**Task to carry out:** From the first line to the last, print the listing exactly.
(Data provided Opens)
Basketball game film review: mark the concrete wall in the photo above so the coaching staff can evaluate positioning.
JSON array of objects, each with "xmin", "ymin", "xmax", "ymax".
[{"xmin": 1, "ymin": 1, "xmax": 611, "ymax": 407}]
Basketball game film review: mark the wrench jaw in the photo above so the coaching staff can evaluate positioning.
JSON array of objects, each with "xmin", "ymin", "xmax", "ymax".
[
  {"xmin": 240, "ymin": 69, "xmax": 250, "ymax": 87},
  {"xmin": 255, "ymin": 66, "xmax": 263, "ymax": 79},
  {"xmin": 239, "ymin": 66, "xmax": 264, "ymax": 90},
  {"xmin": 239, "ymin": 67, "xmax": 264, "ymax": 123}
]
(Data provided Closes)
**Answer:**
Basketball game film review: mark the concrete wall in the photo above so the coaching staff can evaluate positioning.
JSON array of objects, each with "xmin", "ymin", "xmax", "ymax".
[{"xmin": 1, "ymin": 1, "xmax": 611, "ymax": 407}]
Basketball game film review: mark the wrench jaw in the photo above so the coaching staff can evaluate positioning.
JSON array of objects, each with "xmin", "ymin", "xmax", "ymax".
[
  {"xmin": 240, "ymin": 69, "xmax": 250, "ymax": 87},
  {"xmin": 255, "ymin": 66, "xmax": 263, "ymax": 79},
  {"xmin": 239, "ymin": 66, "xmax": 264, "ymax": 90},
  {"xmin": 239, "ymin": 67, "xmax": 264, "ymax": 123}
]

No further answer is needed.